**Action item**
Gather, from the data below, each line in which the word "ground" occurs.

**Records for this exercise**
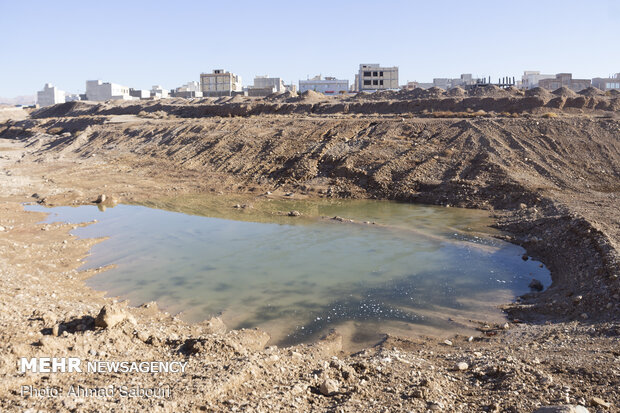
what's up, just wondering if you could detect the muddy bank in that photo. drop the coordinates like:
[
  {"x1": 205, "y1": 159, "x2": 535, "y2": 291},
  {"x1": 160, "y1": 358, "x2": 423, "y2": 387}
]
[{"x1": 0, "y1": 100, "x2": 619, "y2": 411}]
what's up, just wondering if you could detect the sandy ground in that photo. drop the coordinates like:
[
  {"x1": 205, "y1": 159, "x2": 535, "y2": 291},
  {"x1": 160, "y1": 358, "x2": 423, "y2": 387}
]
[{"x1": 0, "y1": 96, "x2": 618, "y2": 412}]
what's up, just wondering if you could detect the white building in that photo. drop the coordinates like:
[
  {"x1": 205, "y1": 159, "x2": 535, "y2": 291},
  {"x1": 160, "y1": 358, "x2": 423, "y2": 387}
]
[
  {"x1": 150, "y1": 85, "x2": 169, "y2": 99},
  {"x1": 129, "y1": 89, "x2": 151, "y2": 99},
  {"x1": 176, "y1": 81, "x2": 201, "y2": 93},
  {"x1": 37, "y1": 83, "x2": 65, "y2": 107},
  {"x1": 299, "y1": 75, "x2": 349, "y2": 95},
  {"x1": 85, "y1": 80, "x2": 133, "y2": 101},
  {"x1": 356, "y1": 64, "x2": 399, "y2": 91},
  {"x1": 65, "y1": 93, "x2": 81, "y2": 102},
  {"x1": 521, "y1": 71, "x2": 555, "y2": 89},
  {"x1": 200, "y1": 69, "x2": 243, "y2": 97},
  {"x1": 171, "y1": 81, "x2": 203, "y2": 98},
  {"x1": 253, "y1": 76, "x2": 285, "y2": 93}
]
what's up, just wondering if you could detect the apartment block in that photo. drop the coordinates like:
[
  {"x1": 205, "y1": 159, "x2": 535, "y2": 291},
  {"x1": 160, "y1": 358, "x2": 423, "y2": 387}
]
[
  {"x1": 592, "y1": 73, "x2": 620, "y2": 91},
  {"x1": 170, "y1": 81, "x2": 203, "y2": 98},
  {"x1": 86, "y1": 80, "x2": 132, "y2": 101},
  {"x1": 538, "y1": 73, "x2": 591, "y2": 92},
  {"x1": 129, "y1": 89, "x2": 151, "y2": 99},
  {"x1": 200, "y1": 69, "x2": 243, "y2": 97},
  {"x1": 37, "y1": 83, "x2": 65, "y2": 106},
  {"x1": 299, "y1": 75, "x2": 349, "y2": 95},
  {"x1": 356, "y1": 64, "x2": 398, "y2": 91},
  {"x1": 521, "y1": 71, "x2": 555, "y2": 89},
  {"x1": 150, "y1": 85, "x2": 169, "y2": 99}
]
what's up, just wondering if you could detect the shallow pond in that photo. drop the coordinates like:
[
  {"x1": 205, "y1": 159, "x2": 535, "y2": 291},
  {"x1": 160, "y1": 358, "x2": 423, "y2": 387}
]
[{"x1": 27, "y1": 196, "x2": 550, "y2": 349}]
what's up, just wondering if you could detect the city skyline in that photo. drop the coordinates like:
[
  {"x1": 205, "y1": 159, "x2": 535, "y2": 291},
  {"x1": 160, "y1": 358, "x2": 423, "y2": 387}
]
[{"x1": 1, "y1": 0, "x2": 619, "y2": 98}]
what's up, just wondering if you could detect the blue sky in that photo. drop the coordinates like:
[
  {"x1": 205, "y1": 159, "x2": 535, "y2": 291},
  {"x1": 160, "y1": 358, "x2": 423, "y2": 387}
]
[{"x1": 0, "y1": 0, "x2": 618, "y2": 97}]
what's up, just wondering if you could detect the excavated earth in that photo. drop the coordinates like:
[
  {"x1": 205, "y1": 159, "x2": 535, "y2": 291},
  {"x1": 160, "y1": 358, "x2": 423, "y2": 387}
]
[{"x1": 0, "y1": 91, "x2": 619, "y2": 412}]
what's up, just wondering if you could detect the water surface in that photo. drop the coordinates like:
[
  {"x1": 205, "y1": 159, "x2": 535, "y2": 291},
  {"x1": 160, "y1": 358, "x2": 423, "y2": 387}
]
[{"x1": 27, "y1": 197, "x2": 550, "y2": 349}]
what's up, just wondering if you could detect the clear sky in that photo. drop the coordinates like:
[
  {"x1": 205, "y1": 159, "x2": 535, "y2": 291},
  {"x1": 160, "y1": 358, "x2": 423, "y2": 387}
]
[{"x1": 0, "y1": 0, "x2": 618, "y2": 97}]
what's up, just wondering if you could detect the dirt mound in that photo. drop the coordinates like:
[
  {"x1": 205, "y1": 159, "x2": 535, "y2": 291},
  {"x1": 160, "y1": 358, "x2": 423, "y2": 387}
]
[
  {"x1": 446, "y1": 86, "x2": 467, "y2": 97},
  {"x1": 579, "y1": 87, "x2": 605, "y2": 97},
  {"x1": 227, "y1": 94, "x2": 247, "y2": 104},
  {"x1": 426, "y1": 86, "x2": 446, "y2": 97},
  {"x1": 266, "y1": 90, "x2": 298, "y2": 101},
  {"x1": 552, "y1": 87, "x2": 577, "y2": 98},
  {"x1": 295, "y1": 90, "x2": 326, "y2": 103},
  {"x1": 31, "y1": 101, "x2": 98, "y2": 118},
  {"x1": 504, "y1": 86, "x2": 525, "y2": 96},
  {"x1": 470, "y1": 85, "x2": 509, "y2": 97},
  {"x1": 525, "y1": 87, "x2": 554, "y2": 100}
]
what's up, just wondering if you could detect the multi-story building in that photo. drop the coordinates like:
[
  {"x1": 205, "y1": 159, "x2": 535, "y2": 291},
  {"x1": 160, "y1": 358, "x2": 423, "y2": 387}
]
[
  {"x1": 356, "y1": 64, "x2": 398, "y2": 92},
  {"x1": 171, "y1": 81, "x2": 203, "y2": 98},
  {"x1": 200, "y1": 69, "x2": 243, "y2": 97},
  {"x1": 85, "y1": 80, "x2": 132, "y2": 101},
  {"x1": 37, "y1": 83, "x2": 65, "y2": 107},
  {"x1": 521, "y1": 71, "x2": 555, "y2": 89},
  {"x1": 246, "y1": 76, "x2": 285, "y2": 97},
  {"x1": 129, "y1": 89, "x2": 151, "y2": 99},
  {"x1": 299, "y1": 75, "x2": 349, "y2": 95},
  {"x1": 538, "y1": 73, "x2": 591, "y2": 92},
  {"x1": 253, "y1": 76, "x2": 285, "y2": 93},
  {"x1": 65, "y1": 93, "x2": 81, "y2": 102},
  {"x1": 592, "y1": 73, "x2": 620, "y2": 91},
  {"x1": 150, "y1": 85, "x2": 169, "y2": 99}
]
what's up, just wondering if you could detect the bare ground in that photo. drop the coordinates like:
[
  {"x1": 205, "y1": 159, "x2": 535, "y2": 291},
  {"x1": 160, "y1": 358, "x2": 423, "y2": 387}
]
[{"x1": 0, "y1": 96, "x2": 618, "y2": 412}]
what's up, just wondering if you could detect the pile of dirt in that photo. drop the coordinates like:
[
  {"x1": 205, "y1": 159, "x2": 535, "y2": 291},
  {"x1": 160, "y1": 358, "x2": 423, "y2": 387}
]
[
  {"x1": 525, "y1": 87, "x2": 554, "y2": 100},
  {"x1": 266, "y1": 90, "x2": 298, "y2": 101},
  {"x1": 552, "y1": 87, "x2": 578, "y2": 98},
  {"x1": 579, "y1": 87, "x2": 606, "y2": 97},
  {"x1": 446, "y1": 86, "x2": 467, "y2": 97},
  {"x1": 504, "y1": 86, "x2": 525, "y2": 96},
  {"x1": 295, "y1": 90, "x2": 326, "y2": 103},
  {"x1": 425, "y1": 86, "x2": 446, "y2": 98},
  {"x1": 470, "y1": 85, "x2": 509, "y2": 97}
]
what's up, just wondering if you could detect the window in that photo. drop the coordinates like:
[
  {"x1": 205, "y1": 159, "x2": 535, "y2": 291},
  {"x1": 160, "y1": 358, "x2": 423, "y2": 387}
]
[
  {"x1": 373, "y1": 80, "x2": 378, "y2": 85},
  {"x1": 373, "y1": 71, "x2": 378, "y2": 77},
  {"x1": 380, "y1": 71, "x2": 383, "y2": 77},
  {"x1": 380, "y1": 80, "x2": 384, "y2": 86},
  {"x1": 364, "y1": 80, "x2": 371, "y2": 85},
  {"x1": 364, "y1": 71, "x2": 371, "y2": 77}
]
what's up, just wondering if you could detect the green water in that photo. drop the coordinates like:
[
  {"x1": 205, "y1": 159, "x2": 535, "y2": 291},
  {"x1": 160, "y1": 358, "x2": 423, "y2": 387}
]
[{"x1": 28, "y1": 196, "x2": 550, "y2": 349}]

**Expected output**
what's up, just wondering if you could detect the sandy ground in that photo. drop the coordinates like:
what's up, just wondering if you could detect the bare ground in that photo. drop the coordinates like:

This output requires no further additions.